Task instructions » Find each line of the entries with the string "straw", please, and copy it.

==================================================

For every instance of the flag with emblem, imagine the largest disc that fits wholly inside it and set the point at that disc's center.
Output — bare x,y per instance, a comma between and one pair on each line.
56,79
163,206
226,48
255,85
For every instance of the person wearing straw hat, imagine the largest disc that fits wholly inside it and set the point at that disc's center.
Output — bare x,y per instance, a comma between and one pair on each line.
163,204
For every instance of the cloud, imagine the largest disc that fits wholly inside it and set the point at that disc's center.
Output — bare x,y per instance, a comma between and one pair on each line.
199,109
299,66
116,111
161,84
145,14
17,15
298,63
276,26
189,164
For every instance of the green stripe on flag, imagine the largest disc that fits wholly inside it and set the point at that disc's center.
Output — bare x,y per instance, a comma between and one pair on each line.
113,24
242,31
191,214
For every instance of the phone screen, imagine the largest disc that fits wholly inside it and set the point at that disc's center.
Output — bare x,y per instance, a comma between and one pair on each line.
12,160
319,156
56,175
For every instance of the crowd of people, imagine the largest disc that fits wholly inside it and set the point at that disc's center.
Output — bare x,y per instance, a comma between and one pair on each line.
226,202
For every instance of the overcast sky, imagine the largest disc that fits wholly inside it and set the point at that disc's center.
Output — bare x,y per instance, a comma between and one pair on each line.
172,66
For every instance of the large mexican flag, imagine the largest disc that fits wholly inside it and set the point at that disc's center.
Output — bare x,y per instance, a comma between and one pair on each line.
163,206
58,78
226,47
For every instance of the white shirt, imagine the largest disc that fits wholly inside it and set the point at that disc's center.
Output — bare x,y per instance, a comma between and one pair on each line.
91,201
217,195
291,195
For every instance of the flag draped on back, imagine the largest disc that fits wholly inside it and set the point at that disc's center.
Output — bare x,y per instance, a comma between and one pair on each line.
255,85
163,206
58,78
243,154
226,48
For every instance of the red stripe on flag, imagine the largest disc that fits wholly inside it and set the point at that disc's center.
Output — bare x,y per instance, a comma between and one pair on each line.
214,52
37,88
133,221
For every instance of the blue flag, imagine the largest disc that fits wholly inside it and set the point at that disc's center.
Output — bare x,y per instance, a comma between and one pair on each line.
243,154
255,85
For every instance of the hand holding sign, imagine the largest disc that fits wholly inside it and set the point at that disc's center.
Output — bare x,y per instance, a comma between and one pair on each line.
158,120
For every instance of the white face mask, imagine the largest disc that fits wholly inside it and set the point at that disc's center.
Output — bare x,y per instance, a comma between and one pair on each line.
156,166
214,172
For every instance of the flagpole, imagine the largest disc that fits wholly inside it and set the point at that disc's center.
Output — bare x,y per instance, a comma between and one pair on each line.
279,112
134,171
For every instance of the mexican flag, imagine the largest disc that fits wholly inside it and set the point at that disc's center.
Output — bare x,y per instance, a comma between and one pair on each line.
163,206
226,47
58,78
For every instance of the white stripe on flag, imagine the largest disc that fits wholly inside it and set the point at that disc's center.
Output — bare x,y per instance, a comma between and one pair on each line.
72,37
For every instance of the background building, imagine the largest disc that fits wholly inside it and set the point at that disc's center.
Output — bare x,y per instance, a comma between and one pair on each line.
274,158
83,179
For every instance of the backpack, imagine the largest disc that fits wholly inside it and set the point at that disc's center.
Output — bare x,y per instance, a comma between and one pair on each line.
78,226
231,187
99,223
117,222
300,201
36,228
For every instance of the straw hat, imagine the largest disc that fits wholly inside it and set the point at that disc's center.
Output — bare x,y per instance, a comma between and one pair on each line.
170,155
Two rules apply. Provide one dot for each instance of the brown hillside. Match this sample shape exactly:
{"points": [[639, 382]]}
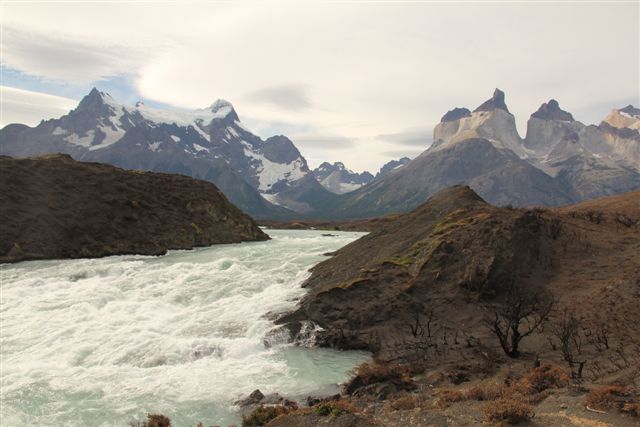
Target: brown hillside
{"points": [[55, 207], [454, 257]]}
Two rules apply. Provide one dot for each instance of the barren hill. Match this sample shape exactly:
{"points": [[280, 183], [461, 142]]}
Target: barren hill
{"points": [[444, 266], [55, 207]]}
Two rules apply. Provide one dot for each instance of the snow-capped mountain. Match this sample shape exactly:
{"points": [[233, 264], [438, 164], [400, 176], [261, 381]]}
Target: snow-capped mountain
{"points": [[560, 161], [209, 143], [491, 121], [391, 166], [338, 179]]}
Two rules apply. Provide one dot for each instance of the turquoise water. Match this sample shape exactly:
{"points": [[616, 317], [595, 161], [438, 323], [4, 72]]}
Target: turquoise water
{"points": [[106, 341]]}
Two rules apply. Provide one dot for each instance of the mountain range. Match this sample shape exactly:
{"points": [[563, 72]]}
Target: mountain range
{"points": [[559, 161]]}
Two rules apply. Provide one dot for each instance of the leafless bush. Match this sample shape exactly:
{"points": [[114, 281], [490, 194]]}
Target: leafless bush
{"points": [[520, 314]]}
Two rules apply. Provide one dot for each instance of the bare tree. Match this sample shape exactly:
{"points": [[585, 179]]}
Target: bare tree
{"points": [[568, 331], [521, 313]]}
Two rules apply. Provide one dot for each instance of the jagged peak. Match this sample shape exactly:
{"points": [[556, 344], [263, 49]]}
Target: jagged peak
{"points": [[551, 111], [222, 108], [219, 104], [455, 114], [630, 110], [496, 102]]}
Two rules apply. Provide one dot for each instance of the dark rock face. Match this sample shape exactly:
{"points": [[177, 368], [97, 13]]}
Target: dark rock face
{"points": [[55, 207], [498, 175], [280, 149], [455, 114], [626, 133], [392, 165], [552, 111], [434, 268], [495, 103]]}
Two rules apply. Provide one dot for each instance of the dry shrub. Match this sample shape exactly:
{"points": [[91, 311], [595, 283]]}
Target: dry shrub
{"points": [[334, 408], [486, 391], [615, 397], [449, 395], [541, 378], [511, 410], [261, 415], [153, 420], [530, 385], [404, 403], [371, 373]]}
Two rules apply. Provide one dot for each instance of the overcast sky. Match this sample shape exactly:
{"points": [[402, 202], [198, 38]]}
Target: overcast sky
{"points": [[355, 82]]}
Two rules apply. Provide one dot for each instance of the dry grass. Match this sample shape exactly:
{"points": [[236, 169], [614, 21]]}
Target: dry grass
{"points": [[263, 414], [153, 420], [527, 388], [615, 397], [510, 410], [334, 408], [541, 378], [403, 403], [371, 373]]}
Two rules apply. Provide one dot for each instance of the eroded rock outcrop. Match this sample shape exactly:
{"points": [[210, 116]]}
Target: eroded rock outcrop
{"points": [[55, 207]]}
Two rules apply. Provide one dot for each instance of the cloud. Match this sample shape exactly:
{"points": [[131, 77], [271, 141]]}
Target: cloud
{"points": [[351, 69], [22, 106], [323, 141], [410, 153], [66, 59], [287, 97]]}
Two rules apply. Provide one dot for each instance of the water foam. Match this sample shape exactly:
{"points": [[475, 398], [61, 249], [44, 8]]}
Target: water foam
{"points": [[102, 341]]}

==================================================

Answer to the problem »
For every instance of the person wearing straw hat, imagine the largest disc that fits wholly inside it and set the point at that disc's center.
For every instance of the straw hat, imagine the largest disc that fits wholly inside it and set the point at that disc's center.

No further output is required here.